**Aim of the exercise:**
Rewrite the data below as a numbered list, dropping any blank lines and leaving out the pictures.

**Data in this exercise:**
════

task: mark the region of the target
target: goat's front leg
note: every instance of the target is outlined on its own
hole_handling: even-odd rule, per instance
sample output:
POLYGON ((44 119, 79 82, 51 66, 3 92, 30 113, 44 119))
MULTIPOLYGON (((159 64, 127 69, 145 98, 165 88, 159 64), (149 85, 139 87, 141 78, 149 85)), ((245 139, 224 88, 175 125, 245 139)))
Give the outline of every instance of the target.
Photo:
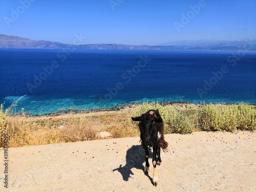
POLYGON ((158 178, 157 178, 157 148, 153 147, 153 157, 152 158, 152 163, 153 164, 153 185, 156 187, 158 184, 158 178))
POLYGON ((144 173, 147 174, 148 173, 148 172, 150 171, 150 163, 148 163, 148 157, 150 154, 148 153, 148 150, 147 149, 147 147, 144 148, 144 150, 145 150, 145 159, 146 161, 146 165, 145 165, 145 168, 144 169, 144 173))
POLYGON ((161 165, 161 163, 162 161, 161 160, 161 157, 160 155, 160 152, 161 148, 160 147, 157 148, 157 165, 160 166, 161 165))

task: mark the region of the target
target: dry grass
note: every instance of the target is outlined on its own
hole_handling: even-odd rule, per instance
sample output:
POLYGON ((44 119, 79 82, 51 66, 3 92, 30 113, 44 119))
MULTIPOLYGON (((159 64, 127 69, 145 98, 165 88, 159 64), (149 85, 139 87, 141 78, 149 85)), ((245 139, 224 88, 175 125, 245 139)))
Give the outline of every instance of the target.
POLYGON ((189 133, 198 131, 237 131, 256 130, 256 109, 247 104, 237 105, 176 103, 162 105, 144 103, 129 110, 91 112, 59 116, 7 116, 0 109, 0 146, 8 134, 9 147, 42 145, 99 139, 97 133, 108 131, 110 138, 139 136, 138 123, 132 116, 158 109, 165 133, 189 133))
POLYGON ((98 112, 59 116, 9 116, 6 131, 9 147, 99 139, 97 132, 108 131, 112 138, 139 136, 129 120, 130 112, 98 112))

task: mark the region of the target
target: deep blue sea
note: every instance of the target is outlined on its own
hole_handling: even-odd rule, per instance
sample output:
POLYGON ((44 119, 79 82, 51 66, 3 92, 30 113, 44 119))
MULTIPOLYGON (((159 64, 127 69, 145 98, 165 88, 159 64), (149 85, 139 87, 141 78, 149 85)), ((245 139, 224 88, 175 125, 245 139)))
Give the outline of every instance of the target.
POLYGON ((256 53, 0 49, 0 103, 32 114, 143 101, 256 103, 256 53))

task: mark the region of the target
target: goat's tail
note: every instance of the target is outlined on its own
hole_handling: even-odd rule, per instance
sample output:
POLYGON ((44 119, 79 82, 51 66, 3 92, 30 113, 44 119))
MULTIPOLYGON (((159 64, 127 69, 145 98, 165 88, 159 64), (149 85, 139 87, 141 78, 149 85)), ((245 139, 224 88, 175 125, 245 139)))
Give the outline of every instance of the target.
POLYGON ((165 141, 164 139, 163 139, 159 141, 159 144, 160 147, 162 148, 164 152, 168 152, 168 143, 165 141))

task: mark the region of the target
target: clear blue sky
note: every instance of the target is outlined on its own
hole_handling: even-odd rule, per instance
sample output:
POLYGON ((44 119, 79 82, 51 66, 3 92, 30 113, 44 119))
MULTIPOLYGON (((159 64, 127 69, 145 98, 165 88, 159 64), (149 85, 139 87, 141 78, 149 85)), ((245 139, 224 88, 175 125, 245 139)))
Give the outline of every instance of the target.
POLYGON ((84 44, 256 37, 256 0, 205 0, 195 13, 190 6, 200 2, 0 0, 0 34, 71 44, 75 34, 87 38, 84 44), (182 23, 182 14, 188 22, 182 23))

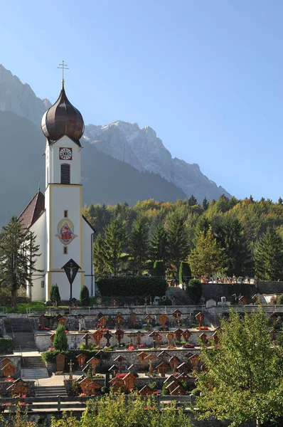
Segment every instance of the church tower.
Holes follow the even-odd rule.
[[[79,299],[83,285],[88,288],[90,295],[94,294],[94,230],[82,215],[80,139],[84,122],[67,97],[64,80],[58,99],[43,115],[41,127],[46,137],[43,299],[50,299],[51,286],[57,283],[61,300],[69,300],[70,283],[62,268],[70,260],[80,266],[72,292],[73,297]]]

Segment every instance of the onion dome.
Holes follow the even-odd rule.
[[[67,97],[64,82],[58,99],[43,114],[41,129],[50,144],[66,135],[80,146],[80,138],[82,136],[85,124],[80,111]]]

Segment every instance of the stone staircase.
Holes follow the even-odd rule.
[[[64,386],[46,386],[36,387],[36,397],[48,397],[49,400],[52,398],[60,396],[61,397],[68,397],[67,391]]]
[[[46,366],[41,356],[28,356],[22,358],[21,377],[23,379],[48,378]]]
[[[5,320],[6,334],[14,338],[13,349],[15,352],[37,352],[33,327],[26,317]]]

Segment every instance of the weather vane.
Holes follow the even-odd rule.
[[[61,64],[59,64],[60,67],[57,67],[58,68],[60,68],[62,70],[62,83],[64,84],[64,70],[68,70],[68,64],[64,63],[64,60],[62,61]]]

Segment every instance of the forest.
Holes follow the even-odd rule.
[[[283,201],[221,196],[83,208],[95,229],[97,277],[145,273],[283,279]]]

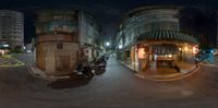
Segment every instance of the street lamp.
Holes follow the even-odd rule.
[[[107,41],[107,43],[106,43],[106,46],[107,46],[107,47],[109,47],[109,46],[110,46],[110,43],[109,43],[109,41]]]
[[[122,45],[119,45],[119,49],[121,49],[122,48]]]

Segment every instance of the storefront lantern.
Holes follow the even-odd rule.
[[[145,59],[145,48],[138,48],[138,59]]]
[[[198,46],[193,47],[193,53],[196,55],[199,51]]]

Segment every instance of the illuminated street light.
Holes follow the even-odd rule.
[[[107,46],[107,47],[109,47],[109,46],[110,46],[110,43],[109,43],[109,41],[107,41],[107,43],[106,43],[106,46]]]
[[[9,47],[9,45],[3,45],[3,47]]]
[[[121,49],[122,48],[122,45],[119,45],[119,49]]]

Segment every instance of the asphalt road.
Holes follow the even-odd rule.
[[[175,82],[153,82],[110,58],[93,79],[48,82],[25,67],[0,68],[0,108],[217,108],[218,68]]]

════

**Result of this task:**
1. task: mark the region of the target
2. target: goat's front leg
3. note: every instance of the target is outlined on its own
4. hole_handling: even-odd rule, per instance
5. sample output:
6. POLYGON ((44 119, 79 82, 51 66, 3 92, 30 113, 44 119))
7. MULTIPOLYGON (((159 64, 127 69, 145 98, 165 88, 159 64), (149 85, 139 87, 141 78, 149 85)), ((245 139, 224 88, 175 125, 245 139)))
8. Give the outline of every instance of the target.
9. Photo:
10. POLYGON ((158 178, 157 178, 157 148, 153 147, 153 157, 152 158, 152 163, 153 164, 153 185, 156 187, 158 184, 158 178))
11. POLYGON ((144 173, 147 174, 148 173, 148 172, 150 171, 150 163, 148 163, 148 157, 150 154, 148 153, 148 150, 147 149, 147 147, 144 148, 144 150, 145 150, 145 159, 146 161, 146 165, 145 165, 145 168, 144 169, 144 173))
12. POLYGON ((161 165, 161 163, 162 161, 161 160, 161 157, 160 155, 160 152, 161 148, 160 147, 157 148, 157 165, 160 166, 161 165))
13. task: mark the region of the target
14. target: dry grass
15. note: every instance of the target is outlined on its own
16. hole_handling: even-odd rule, per instance
17. sample output:
18. POLYGON ((44 119, 79 82, 51 66, 3 92, 30 113, 44 119))
19. MULTIPOLYGON (((159 64, 127 69, 145 98, 165 88, 159 64), (149 85, 139 87, 141 78, 149 85)), ((245 139, 224 88, 175 125, 245 139)))
20. Give the outline of every instance of the target.
21. POLYGON ((189 133, 198 131, 237 131, 256 130, 256 109, 247 104, 237 105, 176 103, 162 105, 144 103, 129 110, 91 112, 59 116, 7 116, 0 109, 0 146, 8 134, 9 147, 42 145, 99 139, 97 133, 108 131, 110 138, 139 136, 138 123, 132 116, 158 109, 165 133, 189 133))
22. POLYGON ((98 112, 59 116, 9 116, 6 131, 9 147, 99 139, 97 132, 108 131, 112 138, 139 136, 129 120, 130 112, 98 112))
23. task: mark the region of the target
24. target: deep blue sea
25. note: every instance of the target is outlined on its own
26. hole_handling: even-odd rule, per instance
27. sample output:
28. POLYGON ((44 119, 79 82, 51 66, 3 92, 30 113, 44 119))
29. MULTIPOLYGON (((159 64, 127 69, 145 98, 165 88, 159 64), (149 85, 139 87, 141 78, 149 85)), ((245 139, 224 88, 175 125, 245 139)))
30. Give the outline of every instance of the target.
31. POLYGON ((256 53, 0 49, 0 103, 32 114, 143 101, 256 103, 256 53))
32. task: mark the region of the target
33. target: goat's tail
34. note: every instance of the target is outlined on its own
35. hole_handling: even-odd rule, per instance
36. sample output:
37. POLYGON ((44 119, 79 82, 51 66, 3 92, 30 113, 44 119))
38. MULTIPOLYGON (((159 64, 127 69, 145 98, 165 88, 159 64), (149 85, 139 87, 141 78, 149 85)), ((245 139, 224 88, 175 125, 245 139)))
39. Give the outline of every instance of the target.
40. POLYGON ((165 141, 164 139, 163 139, 159 141, 159 144, 160 147, 162 148, 164 152, 168 152, 168 143, 165 141))
41. task: mark the region of the target
42. target: clear blue sky
43. note: every instance of the target is outlined on its own
44. hole_handling: even-odd rule, per instance
45. sample output:
46. POLYGON ((44 119, 79 82, 51 66, 3 92, 30 113, 44 119))
47. MULTIPOLYGON (((159 64, 127 69, 145 98, 165 88, 159 64), (149 85, 139 87, 141 78, 149 85)), ((245 139, 224 88, 175 125, 245 139)))
48. Give the outline of every instance of the target.
49. POLYGON ((84 44, 256 37, 256 0, 205 0, 195 13, 190 6, 200 2, 0 0, 0 34, 71 44, 75 34, 87 38, 84 44), (182 23, 182 14, 188 22, 182 23))
50. Segment every instance of the church tower.
51. Holes follow the even-odd rule.
52. [[[79,299],[83,285],[88,288],[90,295],[94,294],[94,230],[82,215],[80,139],[84,122],[67,97],[64,80],[58,99],[43,115],[41,127],[46,137],[43,299],[50,299],[51,286],[57,283],[61,300],[69,300],[70,283],[62,268],[70,260],[80,266],[72,292],[73,297]]]
53. Segment every instance of the onion dome.
54. Holes follow the even-odd rule.
55. [[[67,97],[64,82],[58,99],[43,114],[41,129],[50,144],[66,135],[80,146],[80,138],[82,136],[85,124],[80,111]]]
56. Segment every instance of the stone staircase.
57. Holes follow the even-odd rule.
58. [[[64,386],[46,386],[36,387],[36,397],[48,397],[49,400],[52,398],[60,396],[61,397],[68,397],[67,391]]]
59. [[[46,366],[41,356],[28,356],[22,358],[21,377],[23,379],[48,378]]]
60. [[[5,320],[6,334],[14,338],[13,349],[15,352],[37,352],[33,327],[26,317]]]
61. Segment every instance of the weather vane.
62. Holes follow the even-odd rule.
63. [[[61,64],[59,64],[60,67],[57,67],[58,68],[60,68],[62,70],[62,83],[64,84],[64,70],[68,70],[68,64],[64,63],[64,60],[62,61]]]
64. Segment every instance of the forest.
65. Holes follow the even-odd rule.
66. [[[283,201],[221,196],[83,208],[95,229],[97,277],[145,273],[283,279]]]
67. Segment every instance of the street lamp.
68. Holes follow the even-odd rule.
69. [[[107,41],[107,43],[106,43],[106,46],[107,46],[107,47],[109,47],[109,46],[110,46],[110,43],[109,43],[109,41]]]
70. [[[122,45],[119,45],[119,49],[121,49],[122,48]]]
71. Segment every instance of the storefront lantern.
72. Holes follow the even-odd rule.
73. [[[145,59],[145,48],[138,48],[138,59]]]
74. [[[198,46],[193,47],[193,53],[196,55],[199,51]]]
75. Segment every instance of the illuminated street light.
76. Holes follow the even-odd rule.
77. [[[107,46],[107,47],[109,47],[109,46],[110,46],[110,43],[109,43],[109,41],[107,41],[107,43],[106,43],[106,46]]]
78. [[[9,47],[9,45],[3,45],[3,47]]]
79. [[[121,49],[122,48],[122,45],[119,45],[119,49]]]
80. Segment every instance of the asphalt road.
81. Holes follow the even-odd rule.
82. [[[175,82],[153,82],[110,58],[93,79],[48,82],[25,67],[0,68],[0,108],[217,108],[218,68]]]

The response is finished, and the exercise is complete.